- **Source records**
++++++++

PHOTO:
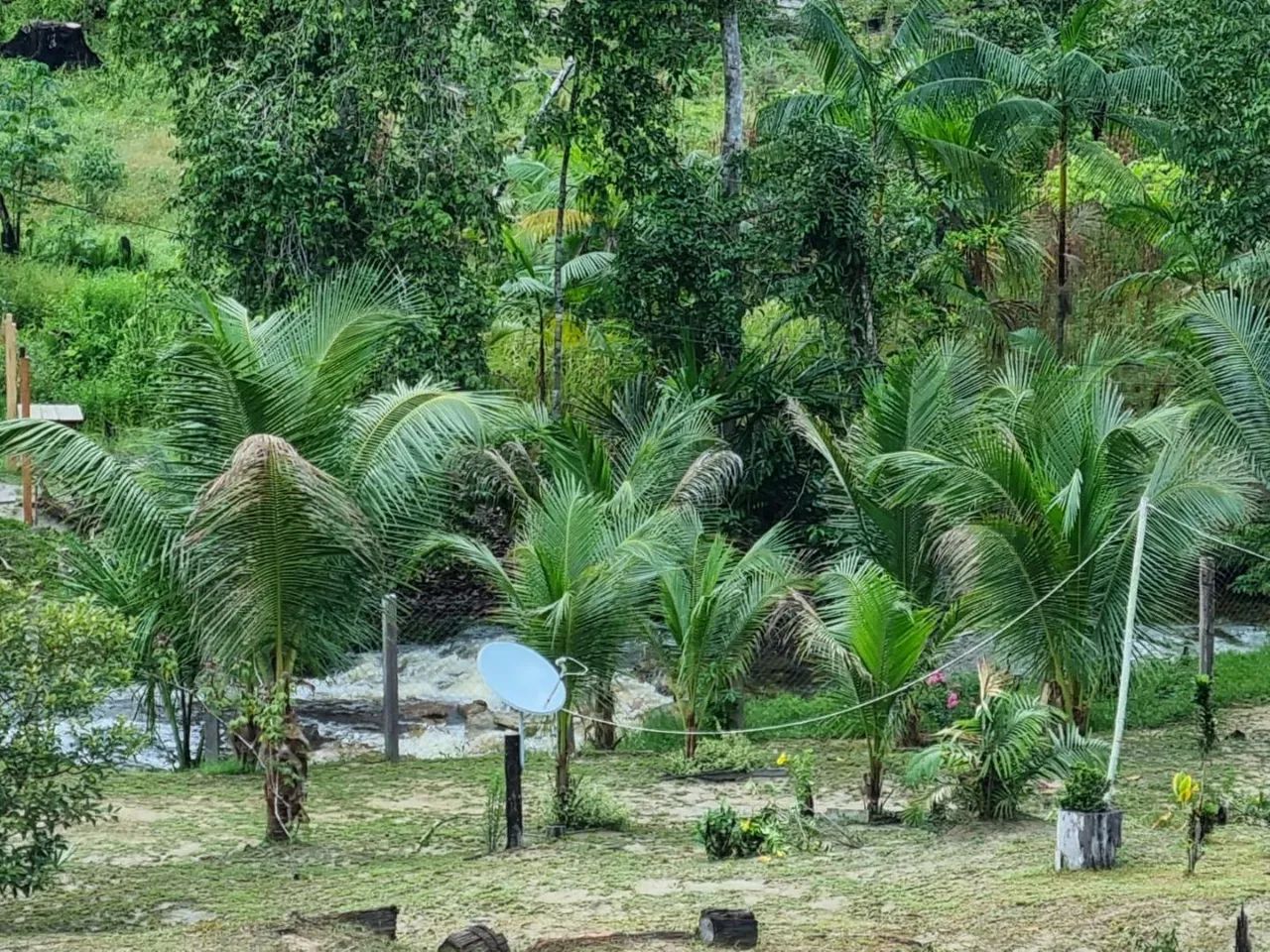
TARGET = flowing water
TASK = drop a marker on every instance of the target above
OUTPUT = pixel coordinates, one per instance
(440, 683)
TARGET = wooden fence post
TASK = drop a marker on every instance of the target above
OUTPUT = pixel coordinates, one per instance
(28, 489)
(1206, 588)
(391, 726)
(512, 784)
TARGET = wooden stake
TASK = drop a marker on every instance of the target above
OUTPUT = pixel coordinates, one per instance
(1206, 589)
(512, 777)
(391, 748)
(28, 489)
(10, 367)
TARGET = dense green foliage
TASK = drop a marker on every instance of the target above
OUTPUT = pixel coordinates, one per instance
(59, 660)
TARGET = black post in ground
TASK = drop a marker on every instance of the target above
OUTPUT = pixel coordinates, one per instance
(512, 775)
(391, 725)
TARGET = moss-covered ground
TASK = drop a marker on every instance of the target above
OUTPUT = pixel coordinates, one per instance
(183, 866)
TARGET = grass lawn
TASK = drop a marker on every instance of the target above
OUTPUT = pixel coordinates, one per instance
(183, 867)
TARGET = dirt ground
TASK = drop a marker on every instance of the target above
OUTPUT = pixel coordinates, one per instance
(182, 867)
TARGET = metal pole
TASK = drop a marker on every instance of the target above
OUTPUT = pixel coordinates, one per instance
(1130, 612)
(390, 685)
(1206, 587)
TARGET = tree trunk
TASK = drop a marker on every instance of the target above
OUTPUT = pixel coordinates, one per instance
(733, 99)
(543, 357)
(564, 729)
(604, 734)
(873, 787)
(1065, 293)
(1087, 841)
(10, 232)
(285, 779)
(690, 735)
(558, 268)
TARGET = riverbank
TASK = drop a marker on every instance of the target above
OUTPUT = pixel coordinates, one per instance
(183, 869)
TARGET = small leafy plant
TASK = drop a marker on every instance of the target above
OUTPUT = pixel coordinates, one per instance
(493, 816)
(728, 835)
(729, 752)
(1086, 789)
(802, 767)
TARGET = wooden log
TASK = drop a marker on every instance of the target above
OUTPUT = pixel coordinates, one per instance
(1087, 841)
(475, 938)
(53, 44)
(512, 787)
(729, 928)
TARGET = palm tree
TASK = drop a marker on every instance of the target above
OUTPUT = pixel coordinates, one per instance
(866, 638)
(715, 604)
(1233, 366)
(921, 403)
(649, 448)
(277, 503)
(1043, 486)
(578, 584)
(989, 761)
(1061, 91)
(878, 93)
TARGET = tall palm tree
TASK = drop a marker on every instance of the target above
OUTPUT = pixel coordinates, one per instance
(715, 604)
(576, 584)
(278, 502)
(866, 639)
(1043, 488)
(1061, 91)
(921, 403)
(876, 93)
(1233, 368)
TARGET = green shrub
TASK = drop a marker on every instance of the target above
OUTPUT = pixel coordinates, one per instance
(726, 835)
(729, 752)
(1086, 789)
(30, 556)
(587, 807)
(59, 660)
(95, 175)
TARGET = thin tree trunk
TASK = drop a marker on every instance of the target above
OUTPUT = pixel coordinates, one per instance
(543, 357)
(1065, 295)
(557, 272)
(564, 730)
(733, 98)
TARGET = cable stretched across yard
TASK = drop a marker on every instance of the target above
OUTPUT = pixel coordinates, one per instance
(818, 719)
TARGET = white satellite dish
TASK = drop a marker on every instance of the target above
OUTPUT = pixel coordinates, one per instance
(527, 682)
(524, 678)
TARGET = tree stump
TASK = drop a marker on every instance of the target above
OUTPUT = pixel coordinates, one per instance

++++++++

- **Work instructions**
Reproduce the listing from the line containing "TARGET = riverbank" up to and including the line containing "(1233, 368)", requests included. Scale each coordinate in the answers by 0.2 and round to whole numbers, with halves rounded up.

- **Output for this exercise**
TARGET = riverbank
TASK = drop a marker on every instance of the target above
OUTPUT = pixel coordinates, one per instance
(37, 174)
TARGET = small leafy plant
TASK = drop a marker on every instance of the target above
OUTPUT = pixel coordinates, one per instance
(99, 163)
(146, 167)
(146, 150)
(217, 158)
(160, 153)
TARGET = wooden log
TASK = drop a marker on every instance of the target above
OUTPUT = pixel coordinates, one per instance
(217, 168)
(95, 188)
(11, 9)
(102, 157)
(146, 186)
TARGET = palm tree
TASK = drop a marker on every instance of the target above
OUTPUT = pixel coordinates, one per instance
(173, 128)
(143, 121)
(247, 73)
(184, 81)
(130, 90)
(55, 101)
(209, 97)
(116, 117)
(198, 152)
(212, 18)
(176, 19)
TARGET = tall palm tree
TASK = drop a marker on every instance of the target above
OUTPUT = pixel coordinates, one per instance
(143, 121)
(115, 117)
(56, 100)
(173, 128)
(209, 98)
(212, 18)
(184, 81)
(175, 19)
(247, 74)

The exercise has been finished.